Prompt
Copy the rows below word for word, keeping every line in its original order.

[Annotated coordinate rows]
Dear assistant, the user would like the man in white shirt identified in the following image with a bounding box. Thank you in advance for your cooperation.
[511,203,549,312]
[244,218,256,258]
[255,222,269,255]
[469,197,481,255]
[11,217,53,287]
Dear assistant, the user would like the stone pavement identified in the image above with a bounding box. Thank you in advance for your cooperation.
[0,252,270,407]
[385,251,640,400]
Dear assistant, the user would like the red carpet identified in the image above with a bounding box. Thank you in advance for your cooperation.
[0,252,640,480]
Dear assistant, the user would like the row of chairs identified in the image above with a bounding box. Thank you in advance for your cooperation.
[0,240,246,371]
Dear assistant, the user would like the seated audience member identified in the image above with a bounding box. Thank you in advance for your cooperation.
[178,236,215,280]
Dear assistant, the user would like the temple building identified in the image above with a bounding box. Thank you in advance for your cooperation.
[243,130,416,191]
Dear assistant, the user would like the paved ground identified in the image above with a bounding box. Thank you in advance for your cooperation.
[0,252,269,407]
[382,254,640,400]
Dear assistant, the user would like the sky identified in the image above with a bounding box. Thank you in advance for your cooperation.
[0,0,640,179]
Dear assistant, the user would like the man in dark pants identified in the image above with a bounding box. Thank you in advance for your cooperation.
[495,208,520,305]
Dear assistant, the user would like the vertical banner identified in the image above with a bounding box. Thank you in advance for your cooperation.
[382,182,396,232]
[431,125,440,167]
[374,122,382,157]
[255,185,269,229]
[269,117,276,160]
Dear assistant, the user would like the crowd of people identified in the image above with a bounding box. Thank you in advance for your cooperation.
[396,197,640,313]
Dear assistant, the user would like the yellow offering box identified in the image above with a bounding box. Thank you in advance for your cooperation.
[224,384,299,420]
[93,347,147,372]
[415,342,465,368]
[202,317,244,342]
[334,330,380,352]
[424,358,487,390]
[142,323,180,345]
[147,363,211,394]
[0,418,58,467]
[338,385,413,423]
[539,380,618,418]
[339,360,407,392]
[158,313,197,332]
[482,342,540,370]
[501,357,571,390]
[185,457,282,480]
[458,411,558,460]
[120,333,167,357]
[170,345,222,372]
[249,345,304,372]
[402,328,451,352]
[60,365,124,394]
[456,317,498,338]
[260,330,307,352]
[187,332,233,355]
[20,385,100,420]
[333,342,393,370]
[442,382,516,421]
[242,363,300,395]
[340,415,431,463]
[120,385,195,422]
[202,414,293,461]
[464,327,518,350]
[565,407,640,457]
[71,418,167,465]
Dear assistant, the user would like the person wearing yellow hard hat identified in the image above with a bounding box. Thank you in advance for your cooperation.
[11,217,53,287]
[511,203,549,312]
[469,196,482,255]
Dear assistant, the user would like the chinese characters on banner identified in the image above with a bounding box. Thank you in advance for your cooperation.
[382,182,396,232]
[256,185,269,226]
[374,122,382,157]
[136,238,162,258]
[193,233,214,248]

Task solution
Dear assistant, the user would like the man in white shirt identified in the following image with a bounding box. Thank you in advance for your cooperation.
[511,203,549,312]
[244,218,256,258]
[255,222,269,255]
[469,197,481,255]
[11,217,53,287]
Dear assistant, the user would like the stone pavement identified in the image above with a bounding box. Thank you in advance for your cooperation.
[0,252,270,407]
[385,251,640,400]
Dear assistant, the user would like the red carpet identified in the image above with a bounding box. Thank you in advance for your cooperation.
[0,252,640,480]
Dear assistant, the user would like the row of chairs identified in the image above with a bounding box. Thank you in advance for your cooperation.
[0,240,246,371]
Dear assistant, the user would like the seated audience member identified in the image above with a bounding box. Thank you in advance for your cooperation.
[178,236,215,280]
Dear assistant, the user would like the temple building identified in the image above with a bounding box. Thank you in advance for your cooperation.
[243,130,416,191]
Dear assistant, the user would like the paved ground identified in the image above with a bounding box. Thank you in advance for your cooperation.
[0,252,269,407]
[382,254,640,400]
Dear assistant, the user would like the sky identified in the image above with a bounding box. Thank you in advance for your cooperation.
[0,0,640,179]
Dear assistant, the user would like the man in dark pants identified in the image above with a bounding box. Thank you in advance for your cooperation.
[495,208,520,305]
Dear assistant, the user would like the vertical banner identified in the image above with a bounding box. Thank you in advance for your cooperation.
[382,182,396,232]
[431,125,440,167]
[374,122,382,157]
[255,185,269,229]
[269,117,276,160]
Dear assistant, the user would like the crowd of people identified in the image above with a bounding box. Thank you in advance for your cooperation.
[396,197,640,313]
Dear assistant, the user would like the yellow offering box identified in the image above with a bounding box. Thank you in advance for your cooperation.
[224,384,299,420]
[93,347,147,372]
[415,342,465,368]
[202,317,244,342]
[334,330,380,352]
[424,358,487,390]
[142,323,180,345]
[147,363,211,394]
[0,418,58,467]
[338,385,413,423]
[539,380,618,418]
[339,360,407,392]
[158,313,197,332]
[482,342,540,370]
[501,357,571,390]
[185,457,282,480]
[458,411,558,460]
[120,333,167,357]
[170,345,222,372]
[249,345,304,372]
[402,328,451,352]
[60,365,124,394]
[456,317,498,338]
[260,330,307,352]
[187,332,233,355]
[20,385,100,420]
[333,342,393,370]
[442,382,516,421]
[242,363,300,395]
[340,415,431,463]
[120,385,195,422]
[202,414,293,461]
[464,327,518,350]
[565,407,640,457]
[71,418,167,465]
Dear assistant, the user would like the person wearing yellow hard hat identified in the image above with a bounding box. Thank you in advance for your cooperation.
[11,217,53,287]
[511,203,549,312]
[469,196,482,255]
Dear assistant, the user would like the chinese characters on banner identified in the image above with a bounding box. Thank you in advance for your cooperation.
[382,182,396,232]
[256,185,269,226]
[374,122,382,157]
[136,238,162,258]
[193,233,214,248]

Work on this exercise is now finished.